*** ESTRATTO
Il ricordo del padre della sociologia in Italia
Ferrarotti fu deputato indipendente nel Parlamento durante la terza legislatura (1959-63), in rappresentanza del Movimento di Comunità fondato da Adriano Olivetti, di cui prese il posto dopo le sue dimissioni dalla Camera.
Ha insegnato in numerose università straniere, specialmente nordamericane. “Ma in Italia tutti collegano la parola sociologia al suo nome”. Ferrarotti è stato fra i fondatori del Consiglio dei Comuni d’Europa a Ginevra nel 1949; direttore dei progetti di ricerca sociologica presso l’Oece (ora OCSE) a Parigi nel 1958-59. Fra le sue opere principali, Sindacati e potere (1954); La protesta operaia (1955); La sociologia come partecipazione (1961); Max Weber e il destino della ragione (1965); Trattato di sociologia (1968); Roma da capitale a periferia (1970); La sociologia del potere (1972); Vite di baraccati (1974);Studenti, scuola, sistema (1976); Giovani e droga (1977). Fondatore, con Nicola Abbagnano, dei Quaderni di sociologia, ha diretto anche la rivista “La critica sociologica”.
Nominato direttore di studi alla Maison des Sciences de l’Homme di Parigi nel 1978, è stato insignito del Premio per la carriera dall’Accademia nazionale dei Lincei nel 2001 e del titolo di Cavaliere di Gran Croce al merito della Repubblica dall’allora presidente Carlo Azeglio Ciampi nel 2005. Era Membro della New York Academy of Sciences e presidente onorario dell’Associazione Nazionale Sociologi. Ferrarotti ha insegnato nelle università di Chicago, Boston, New York, Toronto, Mosca, Varsavia, Colonia, Tokyo e Gerusalemme. Generazioni di studenti ricordano le appassionanti lezioni di Ferrarotti all’università romana. Provocatori i suoi interventi sui diversi temi politici e sociali del paese dagli anni ‘60 fin quasi ad oggi. L’attività di ricerca e di studio di Ferrarotti è contenuta in una mole enorme di scritti che ha continuato a pubblicare fin oltre i 90 anni. Tra il 2019 e il 2020 l’editore Marietti ha pubblicato l’Opera omnia di Ferrarotti composta da sei volumi per un totale di 5mila pagine.
******
*** RIGHE DI DATI
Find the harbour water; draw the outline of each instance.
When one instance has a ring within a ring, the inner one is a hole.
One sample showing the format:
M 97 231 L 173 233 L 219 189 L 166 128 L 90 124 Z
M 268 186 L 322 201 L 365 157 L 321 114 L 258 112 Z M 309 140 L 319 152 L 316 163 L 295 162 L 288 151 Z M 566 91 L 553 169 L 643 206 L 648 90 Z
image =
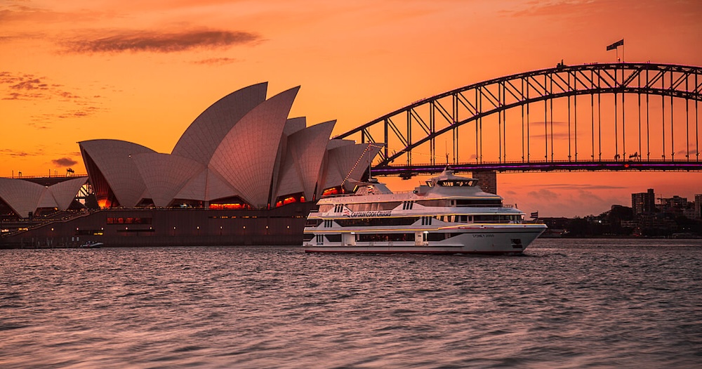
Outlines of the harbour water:
M 0 250 L 0 368 L 698 368 L 702 240 Z

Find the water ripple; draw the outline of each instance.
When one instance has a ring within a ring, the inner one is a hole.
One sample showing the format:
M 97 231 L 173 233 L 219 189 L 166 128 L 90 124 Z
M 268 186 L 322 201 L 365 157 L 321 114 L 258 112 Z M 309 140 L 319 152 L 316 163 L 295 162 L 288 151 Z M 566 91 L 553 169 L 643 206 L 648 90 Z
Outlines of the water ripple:
M 695 368 L 698 241 L 2 250 L 0 367 Z

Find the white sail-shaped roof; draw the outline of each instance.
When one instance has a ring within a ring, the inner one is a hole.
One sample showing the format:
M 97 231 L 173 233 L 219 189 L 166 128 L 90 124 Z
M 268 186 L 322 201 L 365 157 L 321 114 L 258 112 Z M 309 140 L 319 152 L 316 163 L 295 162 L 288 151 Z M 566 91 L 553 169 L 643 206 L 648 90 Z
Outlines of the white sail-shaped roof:
M 83 153 L 100 169 L 119 205 L 126 207 L 136 206 L 145 195 L 146 185 L 131 155 L 156 152 L 119 140 L 91 140 L 79 144 Z
M 0 178 L 0 198 L 22 218 L 37 209 L 46 188 L 22 179 Z
M 268 203 L 278 146 L 299 87 L 261 103 L 232 128 L 212 156 L 216 169 L 250 205 Z
M 265 101 L 267 84 L 264 82 L 245 87 L 210 105 L 190 124 L 171 153 L 207 165 L 232 127 Z
M 290 136 L 305 128 L 307 128 L 306 117 L 298 117 L 297 118 L 290 118 L 285 122 L 285 127 L 283 128 L 283 134 Z
M 333 141 L 336 140 L 332 140 Z M 329 141 L 330 143 L 332 141 Z M 345 144 L 329 150 L 322 189 L 340 186 L 347 179 L 360 179 L 363 171 L 368 168 L 368 165 L 363 165 L 366 161 L 364 158 L 369 156 L 373 151 L 377 154 L 378 151 L 376 150 L 380 149 L 372 148 L 369 143 Z M 372 157 L 371 159 L 372 160 Z
M 336 120 L 320 123 L 288 137 L 276 198 L 300 192 L 306 199 L 314 197 L 326 142 L 336 123 Z
M 207 168 L 190 178 L 174 198 L 211 201 L 238 194 L 238 191 L 222 179 L 222 176 L 214 169 Z
M 51 192 L 48 190 L 48 188 L 44 188 L 44 190 L 41 192 L 41 195 L 39 196 L 39 200 L 37 203 L 37 209 L 41 207 L 58 207 L 58 204 L 56 203 L 56 200 L 53 198 Z
M 365 145 L 366 148 L 364 149 L 363 153 L 359 157 L 357 157 L 356 162 L 354 164 L 353 167 L 351 171 L 348 173 L 349 179 L 361 179 L 363 176 L 364 172 L 368 167 L 371 166 L 373 162 L 373 158 L 380 152 L 380 149 L 383 148 L 381 145 L 373 144 L 373 143 L 360 143 L 360 145 Z M 348 182 L 347 181 L 347 182 Z M 345 183 L 347 186 L 347 189 L 352 189 L 353 185 L 350 183 Z
M 202 171 L 201 164 L 181 156 L 147 153 L 132 155 L 154 205 L 168 206 L 192 176 Z
M 73 179 L 59 182 L 50 186 L 48 192 L 56 202 L 56 207 L 60 210 L 65 210 L 71 205 L 71 202 L 76 198 L 76 195 L 80 190 L 81 187 L 88 181 L 87 177 L 77 177 Z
******
# COSA FARE:
Ricopia parola per parola l'estratto su Ferrarotti da "Il ricordo del" a "dimissioni dalla Camera.". I dati qui sopra vengono da un'altra fonte.

# LA RISPOSTA:
Il ricordo del padre della sociologia in Italia
Ferrarotti fu deputato indipendente nel Parlamento durante la terza legislatura (1959-63), in rappresentanza del Movimento di Comunità fondato da Adriano Olivetti, di cui prese il posto dopo le sue dimissioni dalla Camera.